++++ Provided text
Meeting Students Where They Are

What Your Master Teacher Knows

Marge Scherer

Start Where Your Students Are

Robyn R. Jackson

Starting where your students are means understanding how currencies are negotiated and traded in the classroom. Any behavior that students use to acquire the knowledge and skills needed in the classroom functions as currency. Teachers communicate the kinds of currencies they accept in their classrooms, such as getting good grades; students do their best to acquire and trade in the teacher's accepted form of currency. But students also have currencies they value, such as desiring the approval of their friends. By honoring their own and students' currencies, teachers can help all students more successfully access the curriculum. Teachers need to recognize alternative currencies, figure out the "soft skills" students need to succeed, and find a common currency that is satisfactory both to them and their students.

One Kid at a Time

Carol Ann Tomlinson

Great teachers approach their craft with humility. They are attuned to the guidance provided by theory, research, and experience—but at the same time, they know that the journey will never go as planned. Tomlinson, a highly accomplished educator, shares her memories of three students who challenged her "certainties" about instruction. By studying and responding to the needs of these individual students—by connecting the instruction with Scott's interest, allowing Golden to enter the curriculum at a place that made sense for him, and giving Geoff permission to pursue his passion and work at his own pace— Tomlinson expanded her expertise in differentiation and became better prepared to meet the needs of all students.

Snapshots of Student Misunderstandings

Marilyn Burns

Having one-on-one interviews with students can reveal surprising information about gaps in student learning, enabling teachers to make appropriate instructional shifts and identify appropriate interventions. Four snapshots of interviews with elementary students about place value, missing addends, interpreting remainders, and adding fractions uncover important information about student misunderstandings that written work, on its own, could never have supplied. Spending time interviewing students will also have a spill-over effect on classroom teaching practices as teachers learn to more effectively probe student thinking.

The Latino Education Crisis

Patricia Gándara

Latinos now constitute the largest minority group in the United States and the fastest growing segment of its school-age population. Yet they are the least educated of all major ethnic groups. Poverty, lack of access to high-quality preschool, low levels of parental education attainment, and hypersegregated schools all play a crucial role. The evidence suggests that a continuing net of support for disadvantaged students—rather than isolated interventions—is likely to significantly improve students' academic outcomes and reduce achievement gaps. Supports need to begin in early childhood, with access to high-quality preschools, and continue throughout high school through programs that focus on dropout prevention and promote college attendance. Creating magnet schools that appeal to middle-class parents, working with health and social service agencies, and reaching out to parents in culturally appropriate ways can make a significant difference for many Latino students.
++++++++
_Required work_: Echo the stretch of the article summaries from "Marge Scherer" through "and their students.", word for word.
++++ Supplied material
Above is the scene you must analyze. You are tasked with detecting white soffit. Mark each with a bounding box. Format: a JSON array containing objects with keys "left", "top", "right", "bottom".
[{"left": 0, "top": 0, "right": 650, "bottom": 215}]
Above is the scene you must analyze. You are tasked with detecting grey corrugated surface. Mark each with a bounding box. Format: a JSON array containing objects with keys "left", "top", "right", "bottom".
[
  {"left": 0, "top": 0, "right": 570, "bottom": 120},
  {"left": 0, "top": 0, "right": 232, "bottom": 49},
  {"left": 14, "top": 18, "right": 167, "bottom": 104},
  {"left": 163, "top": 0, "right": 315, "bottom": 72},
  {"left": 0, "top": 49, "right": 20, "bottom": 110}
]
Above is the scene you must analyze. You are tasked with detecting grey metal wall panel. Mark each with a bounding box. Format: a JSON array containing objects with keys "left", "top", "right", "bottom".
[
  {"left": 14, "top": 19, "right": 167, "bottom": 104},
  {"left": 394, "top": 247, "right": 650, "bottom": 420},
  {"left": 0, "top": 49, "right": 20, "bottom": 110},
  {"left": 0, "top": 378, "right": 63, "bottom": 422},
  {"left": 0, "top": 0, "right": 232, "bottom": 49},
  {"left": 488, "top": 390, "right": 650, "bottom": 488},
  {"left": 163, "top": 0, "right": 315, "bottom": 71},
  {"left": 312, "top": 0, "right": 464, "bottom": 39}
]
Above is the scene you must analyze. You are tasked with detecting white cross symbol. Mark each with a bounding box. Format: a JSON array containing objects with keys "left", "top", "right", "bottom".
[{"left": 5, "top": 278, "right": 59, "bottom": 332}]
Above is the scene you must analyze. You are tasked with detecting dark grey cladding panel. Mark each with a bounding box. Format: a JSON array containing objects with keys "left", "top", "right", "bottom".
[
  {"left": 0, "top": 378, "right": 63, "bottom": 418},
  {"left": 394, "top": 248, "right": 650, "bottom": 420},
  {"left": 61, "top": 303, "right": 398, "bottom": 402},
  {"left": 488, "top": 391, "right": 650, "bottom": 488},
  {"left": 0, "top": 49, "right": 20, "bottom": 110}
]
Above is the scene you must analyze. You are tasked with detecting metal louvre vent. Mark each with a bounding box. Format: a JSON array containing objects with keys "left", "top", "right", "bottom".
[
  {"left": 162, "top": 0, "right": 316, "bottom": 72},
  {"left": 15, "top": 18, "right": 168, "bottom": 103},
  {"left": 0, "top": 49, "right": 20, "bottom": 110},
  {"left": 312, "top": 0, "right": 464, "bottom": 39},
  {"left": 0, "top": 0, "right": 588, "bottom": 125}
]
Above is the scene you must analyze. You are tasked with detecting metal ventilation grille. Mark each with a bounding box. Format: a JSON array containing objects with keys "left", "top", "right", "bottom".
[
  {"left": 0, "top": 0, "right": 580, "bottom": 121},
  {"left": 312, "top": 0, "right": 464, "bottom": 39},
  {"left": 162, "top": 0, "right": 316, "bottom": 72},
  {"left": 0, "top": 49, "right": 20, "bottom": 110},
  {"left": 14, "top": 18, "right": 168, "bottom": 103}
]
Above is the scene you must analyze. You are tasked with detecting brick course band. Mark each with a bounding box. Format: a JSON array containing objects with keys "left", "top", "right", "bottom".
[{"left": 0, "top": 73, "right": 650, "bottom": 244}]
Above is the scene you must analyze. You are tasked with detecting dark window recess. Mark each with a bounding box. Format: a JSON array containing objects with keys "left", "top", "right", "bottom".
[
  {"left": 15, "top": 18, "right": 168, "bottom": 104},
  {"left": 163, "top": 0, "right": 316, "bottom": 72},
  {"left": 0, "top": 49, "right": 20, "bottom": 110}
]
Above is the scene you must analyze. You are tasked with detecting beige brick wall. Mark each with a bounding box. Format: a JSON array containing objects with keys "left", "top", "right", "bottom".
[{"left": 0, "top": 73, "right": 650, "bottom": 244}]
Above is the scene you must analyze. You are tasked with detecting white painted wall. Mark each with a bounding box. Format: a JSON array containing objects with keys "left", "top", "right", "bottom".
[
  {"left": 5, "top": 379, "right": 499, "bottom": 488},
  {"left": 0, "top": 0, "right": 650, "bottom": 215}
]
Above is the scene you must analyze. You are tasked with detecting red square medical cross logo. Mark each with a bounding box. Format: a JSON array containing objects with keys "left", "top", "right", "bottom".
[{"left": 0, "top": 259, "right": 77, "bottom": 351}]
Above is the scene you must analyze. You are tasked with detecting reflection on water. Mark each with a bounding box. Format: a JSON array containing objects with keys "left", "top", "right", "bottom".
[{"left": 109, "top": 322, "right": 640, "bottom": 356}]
++++++++
_Reply to the task_:
Marge Scherer

Start Where Your Students Are

Robyn R. Jackson

Starting where your students are means understanding how currencies are negotiated and traded in the classroom. Any behavior that students use to acquire the knowledge and skills needed in the classroom functions as currency. Teachers communicate the kinds of currencies they accept in their classrooms, such as getting good grades; students do their best to acquire and trade in the teacher's accepted form of currency. But students also have currencies they value, such as desiring the approval of their friends. By honoring their own and students' currencies, teachers can help all students more successfully access the curriculum. Teachers need to recognize alternative currencies, figure out the "soft skills" students need to succeed, and find a common currency that is satisfactory both to them and their students.